TEXT PASSAGE —
==*==
What this solves: Eliminating the "re-explain your context" problem at the start of every conversation. Your persona, constraints, and output preferences persist automatically.
What this does not solve: There is no way to share individual saved prompts with your team inside Claude. No "My Prompts" tab. No library of specific prompts your colleague can browse and use. No cross-platform access.
ChatGPT Team
ChatGPT Team ($25/user/month) provides a shared workspace where team members can access the same Custom GPTs and some shared conversation context.
What this solves: Standardizing AI behavior for the entire team using ChatGPT through shared GPT configurations.
What this does not solve: Prompts your team writes in Claude, Gemini, or Perplexity are not accessible. There is no prompt library feature — only GPT configurations. The moment a team member opens Claude, they have nothing.
==*==
DATA UNDER STUDY —
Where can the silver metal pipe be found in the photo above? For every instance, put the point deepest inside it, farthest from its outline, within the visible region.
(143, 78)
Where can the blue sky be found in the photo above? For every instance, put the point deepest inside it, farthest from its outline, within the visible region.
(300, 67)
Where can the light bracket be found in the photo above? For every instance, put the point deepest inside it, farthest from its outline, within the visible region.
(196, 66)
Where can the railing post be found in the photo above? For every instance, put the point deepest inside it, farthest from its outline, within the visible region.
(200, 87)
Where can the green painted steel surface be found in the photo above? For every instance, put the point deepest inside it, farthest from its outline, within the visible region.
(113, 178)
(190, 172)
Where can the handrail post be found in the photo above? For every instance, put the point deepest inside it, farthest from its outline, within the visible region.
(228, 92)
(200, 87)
==*==
EXERCISE AIM — Write out the part of the text on sharing prompts within a team, starting with "What this solves: Eliminating" and going on through "shared GPT configurations.".

SOLUTION FOR THIS PROBLEM —
What this solves: Eliminating the "re-explain your context" problem at the start of every conversation. Your persona, constraints, and output preferences persist automatically.
What this does not solve: There is no way to share individual saved prompts with your team inside Claude. No "My Prompts" tab. No library of specific prompts your colleague can browse and use. No cross-platform access.
ChatGPT Team
ChatGPT Team ($25/user/month) provides a shared workspace where team members can access the same Custom GPTs and some shared conversation context.
What this solves: Standardizing AI behavior for the entire team using ChatGPT through shared GPT configurations.